WHAT YOU WILL DO
Write out, as an exact transcription, the line that has "Corridor-survey task: point out each instance of the grey" and each line after it through the end of the data below.
DATASET EXTRACT below:
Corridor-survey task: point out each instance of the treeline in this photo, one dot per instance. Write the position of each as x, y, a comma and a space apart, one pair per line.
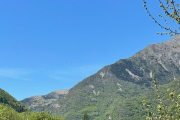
8, 113
12, 102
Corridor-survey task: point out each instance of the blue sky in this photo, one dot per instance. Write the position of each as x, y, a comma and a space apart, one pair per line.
51, 45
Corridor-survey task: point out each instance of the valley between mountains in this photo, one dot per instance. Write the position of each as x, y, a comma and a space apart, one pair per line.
116, 91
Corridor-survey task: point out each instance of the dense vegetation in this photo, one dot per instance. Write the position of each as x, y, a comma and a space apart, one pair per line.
8, 113
12, 102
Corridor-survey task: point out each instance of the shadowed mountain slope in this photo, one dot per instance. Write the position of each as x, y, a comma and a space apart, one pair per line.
6, 98
99, 94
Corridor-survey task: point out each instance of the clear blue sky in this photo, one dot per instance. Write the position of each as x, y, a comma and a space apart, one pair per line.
50, 45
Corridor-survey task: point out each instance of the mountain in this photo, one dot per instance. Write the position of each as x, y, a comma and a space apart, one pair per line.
7, 99
100, 94
38, 102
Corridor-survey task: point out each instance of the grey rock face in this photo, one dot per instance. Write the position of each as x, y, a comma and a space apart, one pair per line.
124, 79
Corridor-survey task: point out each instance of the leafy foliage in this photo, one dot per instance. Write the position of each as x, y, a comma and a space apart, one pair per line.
165, 111
8, 113
171, 10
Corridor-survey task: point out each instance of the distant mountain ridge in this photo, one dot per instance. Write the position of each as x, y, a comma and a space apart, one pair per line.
99, 94
44, 100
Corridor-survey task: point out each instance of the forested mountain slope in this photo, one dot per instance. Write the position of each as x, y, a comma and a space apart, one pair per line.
100, 94
5, 98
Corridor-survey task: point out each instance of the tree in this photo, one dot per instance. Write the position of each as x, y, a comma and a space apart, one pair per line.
End of DATASET EXTRACT.
EXERCISE OUTPUT
Corridor-survey task: point out each instance of the grey rock face in this photo, one dot per instance. Write the position of each as x, y, a comma and a space apart, one pair per line.
124, 79
Corridor-survey task: point out each instance of the leafy foliage in this photo, one dot per instance. Write the position of each as x, y, a comma and a space apart, one pair per line.
165, 111
8, 113
171, 10
Corridor-survey task: point out each instance of the distant mountain ridge in this photo, one dot per instance. Write the position of each as x, y, a comma and a space apart, one pair per line.
99, 94
44, 100
Corridor-survey task: point out each instance of the forested mountain slope in this photo, one dot per instance. Write the position of each as x, y, a comma and a space apart, one pair per line.
100, 94
5, 98
Corridor-survey task: point out each instance of the tree in this photo, one dot per instance. Write the position of each as x, y, a comma and a space apart, one pair per line.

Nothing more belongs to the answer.